> **Exercise task**
Reproduce each line exactly. Skip none.

> **Task material**

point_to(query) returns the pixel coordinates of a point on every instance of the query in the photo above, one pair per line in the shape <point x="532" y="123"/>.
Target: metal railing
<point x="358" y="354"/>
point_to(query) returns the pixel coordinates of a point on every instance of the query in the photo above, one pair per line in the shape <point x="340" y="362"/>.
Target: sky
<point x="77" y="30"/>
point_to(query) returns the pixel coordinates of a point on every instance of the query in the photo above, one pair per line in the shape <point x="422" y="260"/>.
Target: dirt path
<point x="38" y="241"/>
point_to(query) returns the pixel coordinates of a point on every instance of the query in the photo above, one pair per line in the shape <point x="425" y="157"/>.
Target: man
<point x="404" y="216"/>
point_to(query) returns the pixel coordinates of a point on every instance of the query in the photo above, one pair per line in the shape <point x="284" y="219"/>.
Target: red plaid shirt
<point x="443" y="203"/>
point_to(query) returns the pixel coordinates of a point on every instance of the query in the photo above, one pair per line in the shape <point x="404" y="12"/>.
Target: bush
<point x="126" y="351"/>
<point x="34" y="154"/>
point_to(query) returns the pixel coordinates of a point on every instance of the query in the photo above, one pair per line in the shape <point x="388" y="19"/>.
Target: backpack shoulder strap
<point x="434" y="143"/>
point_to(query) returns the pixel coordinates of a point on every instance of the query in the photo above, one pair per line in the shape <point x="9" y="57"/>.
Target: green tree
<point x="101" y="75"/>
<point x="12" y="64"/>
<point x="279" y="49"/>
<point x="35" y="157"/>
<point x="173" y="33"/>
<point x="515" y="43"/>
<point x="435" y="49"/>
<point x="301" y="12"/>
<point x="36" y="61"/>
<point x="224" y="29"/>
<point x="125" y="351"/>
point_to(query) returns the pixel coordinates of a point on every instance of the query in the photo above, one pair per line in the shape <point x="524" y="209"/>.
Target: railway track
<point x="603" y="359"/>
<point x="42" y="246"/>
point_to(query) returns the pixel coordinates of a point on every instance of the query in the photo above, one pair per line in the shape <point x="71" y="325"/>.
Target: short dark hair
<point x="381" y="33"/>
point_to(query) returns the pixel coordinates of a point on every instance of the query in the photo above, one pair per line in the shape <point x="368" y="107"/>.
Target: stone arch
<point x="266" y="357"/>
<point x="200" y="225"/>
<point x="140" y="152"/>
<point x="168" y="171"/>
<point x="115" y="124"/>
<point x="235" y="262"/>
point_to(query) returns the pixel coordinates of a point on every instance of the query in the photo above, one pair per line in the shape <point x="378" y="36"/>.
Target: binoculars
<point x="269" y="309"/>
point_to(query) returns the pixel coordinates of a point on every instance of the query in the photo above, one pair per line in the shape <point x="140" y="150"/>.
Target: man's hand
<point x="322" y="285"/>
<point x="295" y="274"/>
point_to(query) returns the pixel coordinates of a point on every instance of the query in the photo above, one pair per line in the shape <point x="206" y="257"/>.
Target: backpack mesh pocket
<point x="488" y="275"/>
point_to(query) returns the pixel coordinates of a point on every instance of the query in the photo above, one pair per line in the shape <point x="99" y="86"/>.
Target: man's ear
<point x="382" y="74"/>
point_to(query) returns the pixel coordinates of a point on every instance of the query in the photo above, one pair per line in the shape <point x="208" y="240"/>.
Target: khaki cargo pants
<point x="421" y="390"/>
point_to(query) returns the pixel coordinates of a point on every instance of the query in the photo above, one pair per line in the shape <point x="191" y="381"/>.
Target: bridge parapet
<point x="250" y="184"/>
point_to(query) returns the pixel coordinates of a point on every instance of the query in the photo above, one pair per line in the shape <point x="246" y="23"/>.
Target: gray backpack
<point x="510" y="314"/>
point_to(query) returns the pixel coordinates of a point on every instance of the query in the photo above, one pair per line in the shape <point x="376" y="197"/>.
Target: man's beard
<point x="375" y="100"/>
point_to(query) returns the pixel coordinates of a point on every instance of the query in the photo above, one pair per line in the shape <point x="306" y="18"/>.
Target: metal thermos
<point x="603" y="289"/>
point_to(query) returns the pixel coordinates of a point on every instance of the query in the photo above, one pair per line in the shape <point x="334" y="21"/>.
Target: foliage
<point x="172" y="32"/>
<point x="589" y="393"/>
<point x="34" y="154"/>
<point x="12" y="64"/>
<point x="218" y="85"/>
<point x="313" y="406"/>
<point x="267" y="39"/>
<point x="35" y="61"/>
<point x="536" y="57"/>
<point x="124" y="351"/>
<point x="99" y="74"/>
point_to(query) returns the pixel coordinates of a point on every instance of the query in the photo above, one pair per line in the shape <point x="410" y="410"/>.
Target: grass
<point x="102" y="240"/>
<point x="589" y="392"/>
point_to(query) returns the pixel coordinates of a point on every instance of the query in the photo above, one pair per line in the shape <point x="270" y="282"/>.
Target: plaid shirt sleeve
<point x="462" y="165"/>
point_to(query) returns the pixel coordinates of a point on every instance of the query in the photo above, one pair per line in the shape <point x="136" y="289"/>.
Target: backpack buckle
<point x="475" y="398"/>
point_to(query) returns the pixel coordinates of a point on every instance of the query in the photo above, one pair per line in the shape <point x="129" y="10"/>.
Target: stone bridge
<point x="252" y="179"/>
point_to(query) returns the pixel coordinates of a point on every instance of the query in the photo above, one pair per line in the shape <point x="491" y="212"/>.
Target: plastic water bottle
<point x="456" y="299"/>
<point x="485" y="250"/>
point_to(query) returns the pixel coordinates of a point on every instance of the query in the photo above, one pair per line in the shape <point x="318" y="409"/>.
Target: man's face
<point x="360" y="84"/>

> **Exercise result**
point_to(query) returns the pixel coordinates of a point on every instance of the query in the photo above, one pair per line in the shape <point x="532" y="123"/>.
Target: metal railing
<point x="358" y="354"/>
point_to(query) returns the pixel coordinates of a point on every instance of the query in the photo above, one pair per line in the shape <point x="340" y="362"/>.
Target: sky
<point x="77" y="30"/>
point_to(query) returns the pixel coordinates of a point on every instance of the query in the photo above, one pair per line in the shape <point x="422" y="260"/>.
Target: dirt path
<point x="38" y="241"/>
point_to(query) returns the pixel coordinates of a point on every instance of the query in the photo above, one pair per line in the shape <point x="425" y="157"/>.
Target: man
<point x="404" y="216"/>
point_to(query) returns the pixel coordinates of a point on every instance of the query in the photo above, one pair per line in the shape <point x="284" y="219"/>.
Target: red plaid shirt
<point x="443" y="203"/>
point_to(query) returns the pixel coordinates of a point on every instance of the query in the photo above, one pair per line in the shape <point x="404" y="12"/>.
Target: bush
<point x="126" y="351"/>
<point x="34" y="154"/>
point_to(query) returns the pixel coordinates of a point on every instance of the query in the photo above, one pair per line in the shape <point x="388" y="19"/>.
Target: backpack shoulder strap
<point x="434" y="143"/>
point_to(query) returns the pixel coordinates of a point on every instance of the query in the photo above, one pair per line in the shape <point x="9" y="57"/>.
Target: green tree
<point x="101" y="75"/>
<point x="12" y="64"/>
<point x="279" y="49"/>
<point x="35" y="157"/>
<point x="173" y="33"/>
<point x="515" y="43"/>
<point x="435" y="49"/>
<point x="301" y="12"/>
<point x="36" y="61"/>
<point x="224" y="29"/>
<point x="125" y="351"/>
point_to(query) returns the pixel coordinates of a point on every instance of the query in the photo above, one pair per line in the shape <point x="524" y="209"/>.
Target: railway track
<point x="603" y="359"/>
<point x="42" y="246"/>
point_to(query) returns the pixel coordinates of a point on every instance of the query in the photo above, one pair per line in the shape <point x="71" y="325"/>.
Target: short dark hair
<point x="381" y="33"/>
point_to(query) returns the pixel coordinates of a point on every instance of the query in the photo above, one pair per line in the shape <point x="368" y="107"/>.
Target: stone arch
<point x="266" y="357"/>
<point x="200" y="225"/>
<point x="140" y="152"/>
<point x="168" y="171"/>
<point x="115" y="124"/>
<point x="235" y="262"/>
point_to(query) returns the pixel coordinates of a point on every instance of the query in the photo above, one pair per line in the shape <point x="378" y="36"/>.
Target: binoculars
<point x="269" y="309"/>
point_to(query) returns the pixel coordinates of a point on every instance of the query in the photo above, one pair per line in the shape <point x="140" y="150"/>.
Target: man's hand
<point x="322" y="285"/>
<point x="295" y="274"/>
point_to(query) returns the pixel coordinates of a point on every instance of the query in the photo above, one pair per line in the shape <point x="206" y="257"/>.
Target: backpack mesh pocket
<point x="488" y="275"/>
point_to(query) returns the pixel coordinates of a point on every instance of the query in the photo above, one pair per line in the shape <point x="99" y="86"/>.
Target: man's ear
<point x="382" y="74"/>
point_to(query) returns the pixel coordinates of a point on every instance of the query in the photo above, one pair per line in the shape <point x="208" y="240"/>.
Target: khaki cargo pants
<point x="421" y="390"/>
point_to(query) returns the pixel coordinates of a point on every instance of the query in the photo above, one pair per line in the shape <point x="191" y="381"/>.
Target: bridge parapet
<point x="250" y="184"/>
point_to(query) returns the pixel coordinates of a point on every instance of the query in the photo above, one pair per line in the shape <point x="246" y="23"/>.
Target: gray backpack
<point x="510" y="314"/>
point_to(query) returns the pixel coordinates of a point on every instance of the query in the photo above, one pair per line in the shape <point x="376" y="197"/>.
Target: man's beard
<point x="375" y="100"/>
point_to(query) returns the pixel coordinates of a point on every instance of the query in the photo above, one pair per line in the shape <point x="306" y="18"/>.
Target: metal thermos
<point x="603" y="289"/>
point_to(query) returns the pixel coordinates of a point on every instance of the query in the photo above, one pair per line in the shape <point x="334" y="21"/>.
Target: foliage
<point x="172" y="32"/>
<point x="589" y="393"/>
<point x="34" y="154"/>
<point x="12" y="64"/>
<point x="218" y="85"/>
<point x="313" y="406"/>
<point x="267" y="39"/>
<point x="35" y="61"/>
<point x="536" y="57"/>
<point x="124" y="351"/>
<point x="99" y="74"/>
point_to(query) returns the pixel coordinates of a point on every instance of the query in the photo above, one pair per line in the shape <point x="410" y="410"/>.
Target: grass
<point x="102" y="240"/>
<point x="589" y="392"/>
point_to(query) returns the pixel coordinates of a point on every instance of the query in the photo above, one pair per line in the shape <point x="270" y="282"/>.
Target: plaid shirt sleeve
<point x="462" y="165"/>
point_to(query) returns the pixel coordinates of a point on every instance of the query in the photo above, one pair per line in the shape <point x="136" y="289"/>.
Target: backpack buckle
<point x="475" y="398"/>
point_to(query) returns the pixel coordinates of a point on every instance of the query in the photo above, one pair per line in the shape <point x="129" y="10"/>.
Target: stone bridge
<point x="252" y="179"/>
point_to(query) returns the pixel coordinates of a point on every instance of the query in the photo above, one pair per line in the shape <point x="491" y="212"/>.
Target: plastic water bottle
<point x="456" y="299"/>
<point x="485" y="250"/>
point_to(query) returns the pixel coordinates of a point on every instance of the query in the photo above, one pair per line in the shape <point x="318" y="409"/>.
Target: man's face
<point x="360" y="84"/>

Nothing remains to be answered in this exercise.